[CONSIGNE]:
Dans l'extrait fourni, relevez tout ce que les policiers revendiquent de la population depuis M. Marcellin.

[EXTRAIT FOURNI]:
+ + + + + + +
M. SCHUSTER. — Les textes que j’ai publiés, ce sont des textes politiques.

Dans les situations de ce genre, quand un Etat est d’une faiblesse incroyable, il y a un événement qui se reproduit fréquemment ; en Amérique du Sud, par exemple, c’est l’armée qui menace de prendre le pouvoir, qui le prend quelquefois à la faveur d’un coup d’état, en France la situation est différente ; l’armée ne représente pas une force réelle ; alors qu’est-ce qui se passe ? eh bien, c’est la police, la police est devenue progressivement depuis Mai 1968 toute puissante. Nous allons vers un régime où sa puissance sera encore plus grande si les démocrates ne s’unissent pas pour dénoncer ce péril.

Je voudrais citer, si le Tribunal le permet, deux exemples :

Il y a un fait assez curieux, c’est que jusqu’au règne du Ministre actuel de l’Intérieur, les policiers faisaient un métier dont ils avaient conscience que c’était un métier méprisé parce que méprisable ; or depuis M. Marcellin, on assiste à une chose assez singulière, c’est que les policiers revendiquent l’estime, l’amitié, la compréhension, l’amour de la population.

Je dis que c’est tout à fait nouveau, pourquoi ? parce que l’opprobe dans lequel est tenue la police ne date pas d’aujourd’hui.
+ + + + + + +
[LIGNES DE DONNÉES]:
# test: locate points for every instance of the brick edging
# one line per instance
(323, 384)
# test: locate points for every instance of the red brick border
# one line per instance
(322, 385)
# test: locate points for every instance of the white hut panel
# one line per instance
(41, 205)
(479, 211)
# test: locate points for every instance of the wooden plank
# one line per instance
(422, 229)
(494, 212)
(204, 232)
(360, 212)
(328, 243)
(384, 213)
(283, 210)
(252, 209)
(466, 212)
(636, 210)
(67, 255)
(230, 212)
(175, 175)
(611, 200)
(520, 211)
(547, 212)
+ + + + + + +
[SOLUTION]:
l'estime, l'amitié, la compréhension, l'amour